- **Task objective**:
In the objects and classes quiz text, what type does Question 4 give for the private data member crowbar?

---------- Text

4. CHAPTER 6—OBJECTS AND CLASSES

Questions:
----------
1. What is the purpose of a class declaration?
2. A ________ has the same relation to an ________ that a basic data type has to a variable of that type.
3. In a class declaration, data or functions designated private are accessible
a. to any function in the program.
b. only if you know the password.
c. to member functions of that class.
d. only to public members of the class.
4. Write a class declaration that creates a class called leverage with one private data member, crowbar, of type int and one public function whose declaration is void pry().
5. True or false: Data items in a class must be private.
6. Write a statement that defines an object called lever1 of the leverage class described in Question 4.
7. The dot operator (or class member access operator) connects the following two entities (reading from left to right):
a. A class member and a class object
b. A class object and a class
c. A class and a member of that class
d. A class object and a member of that class
8. Write a statement that executes the pry() function in the lever1 object, as described in Questions 4 and 6.
9. Member functions defined inside a class declaration are ________ by default.
10. Write a member function called getcrow() for the leverage class described in Question 4. This function should return the value of the crowbar data. Assume the function is defined within the class declaration.
11. A constructor is executed automatically when an object is ________.
12. A constructor’s name is the same as _________.
13. Write a constructor that initializes to 0 the crowbar data, a member of the leverage class described in Question 4. Assume the constructor is defined within the class declaration.
14. True or false: In a class you can have more than one constructor with the same name.
15. A member function can always access the data
a. in the object of which it is a member.
b. in the class of which it is a member.
c. in any object of the class of which it is a member.
d. in the public part of its class.
16. Assume the member function getcrow() described in Question 10 is defined outside the class declaration. Write the declaration that goes inside the class declaration.
17. Write a revised version of the getcrow() member function from Question 10 that is defined outside the class declaration.
18. The only technical difference between structures and classes in C++ is that _________.
19. If three objects of a class are defined, how many copies of that class’s data items are stored in memory? How many copies of its member functions?
20. Sending a message to an object is the same as _________.
21. Classes are useful because they
a. are removed from memory when not in use.
b. permit data to be hidden from other classes.
c. bring together all aspects of an entity in one place.

--------------------
---------- Data rows

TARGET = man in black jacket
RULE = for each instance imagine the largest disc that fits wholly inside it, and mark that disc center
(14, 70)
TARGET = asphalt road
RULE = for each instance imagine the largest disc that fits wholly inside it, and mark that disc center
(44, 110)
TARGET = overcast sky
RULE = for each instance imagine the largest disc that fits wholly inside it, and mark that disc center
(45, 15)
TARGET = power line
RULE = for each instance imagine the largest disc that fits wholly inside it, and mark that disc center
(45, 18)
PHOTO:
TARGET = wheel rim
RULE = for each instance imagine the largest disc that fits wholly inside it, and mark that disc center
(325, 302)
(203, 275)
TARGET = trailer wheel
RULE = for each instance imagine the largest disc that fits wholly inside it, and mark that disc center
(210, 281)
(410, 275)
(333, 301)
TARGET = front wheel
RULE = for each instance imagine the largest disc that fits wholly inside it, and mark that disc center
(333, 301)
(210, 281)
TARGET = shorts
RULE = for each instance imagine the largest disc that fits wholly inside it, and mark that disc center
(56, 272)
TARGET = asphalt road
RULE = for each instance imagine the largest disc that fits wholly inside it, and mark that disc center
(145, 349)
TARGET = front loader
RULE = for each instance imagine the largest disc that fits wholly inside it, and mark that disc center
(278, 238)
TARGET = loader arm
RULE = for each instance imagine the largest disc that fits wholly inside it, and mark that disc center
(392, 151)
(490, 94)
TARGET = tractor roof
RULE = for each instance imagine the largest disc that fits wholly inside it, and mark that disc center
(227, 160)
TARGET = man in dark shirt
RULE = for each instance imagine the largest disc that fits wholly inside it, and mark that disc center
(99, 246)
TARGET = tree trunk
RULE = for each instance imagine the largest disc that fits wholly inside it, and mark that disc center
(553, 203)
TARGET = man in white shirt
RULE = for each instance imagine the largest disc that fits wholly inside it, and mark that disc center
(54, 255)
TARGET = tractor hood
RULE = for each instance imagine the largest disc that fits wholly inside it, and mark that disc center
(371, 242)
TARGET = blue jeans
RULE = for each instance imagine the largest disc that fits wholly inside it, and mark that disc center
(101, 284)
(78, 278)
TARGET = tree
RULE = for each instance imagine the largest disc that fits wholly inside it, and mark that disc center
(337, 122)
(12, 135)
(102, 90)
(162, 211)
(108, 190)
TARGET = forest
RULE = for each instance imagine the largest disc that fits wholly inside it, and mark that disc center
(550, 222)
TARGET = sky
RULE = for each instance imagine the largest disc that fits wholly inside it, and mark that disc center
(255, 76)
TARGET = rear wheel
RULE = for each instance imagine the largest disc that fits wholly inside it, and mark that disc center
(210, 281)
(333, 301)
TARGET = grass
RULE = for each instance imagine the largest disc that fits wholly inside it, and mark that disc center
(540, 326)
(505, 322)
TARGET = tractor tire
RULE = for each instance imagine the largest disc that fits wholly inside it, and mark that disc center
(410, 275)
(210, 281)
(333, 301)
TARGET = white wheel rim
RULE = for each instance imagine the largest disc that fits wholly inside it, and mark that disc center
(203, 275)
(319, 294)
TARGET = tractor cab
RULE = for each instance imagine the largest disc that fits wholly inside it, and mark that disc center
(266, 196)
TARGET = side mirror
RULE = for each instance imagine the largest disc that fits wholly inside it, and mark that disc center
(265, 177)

--------------------

- **Task answer**:
It is of type int.